Exercise details
Retype the whole listing below exactly, keeping every picture out of it.
── Recorded data ──
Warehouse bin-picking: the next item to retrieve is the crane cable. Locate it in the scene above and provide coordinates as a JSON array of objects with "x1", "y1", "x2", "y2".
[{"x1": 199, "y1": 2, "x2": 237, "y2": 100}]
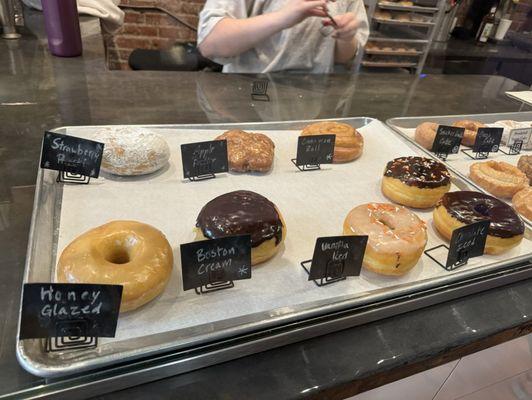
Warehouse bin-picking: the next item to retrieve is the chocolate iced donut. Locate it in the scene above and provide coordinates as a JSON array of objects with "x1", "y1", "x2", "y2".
[
  {"x1": 433, "y1": 191, "x2": 524, "y2": 254},
  {"x1": 381, "y1": 156, "x2": 451, "y2": 208},
  {"x1": 195, "y1": 190, "x2": 286, "y2": 265},
  {"x1": 384, "y1": 156, "x2": 451, "y2": 188}
]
───
Exercise answer
Warehouse bin-picking: the next item to retrieve is the crane cable. Locate it in the scene above and provide coordinates as a JSON array of objects with "x1", "y1", "x2", "y2".
[{"x1": 199, "y1": 2, "x2": 237, "y2": 100}]
Warehouse bin-picking: the next item to retrieve is the chocolate iced donut. Locate it in the scene above and provide coordinates as a JSON array of objects with "x1", "y1", "x2", "y2".
[
  {"x1": 433, "y1": 191, "x2": 524, "y2": 254},
  {"x1": 381, "y1": 156, "x2": 451, "y2": 208},
  {"x1": 195, "y1": 190, "x2": 286, "y2": 265},
  {"x1": 384, "y1": 156, "x2": 451, "y2": 188}
]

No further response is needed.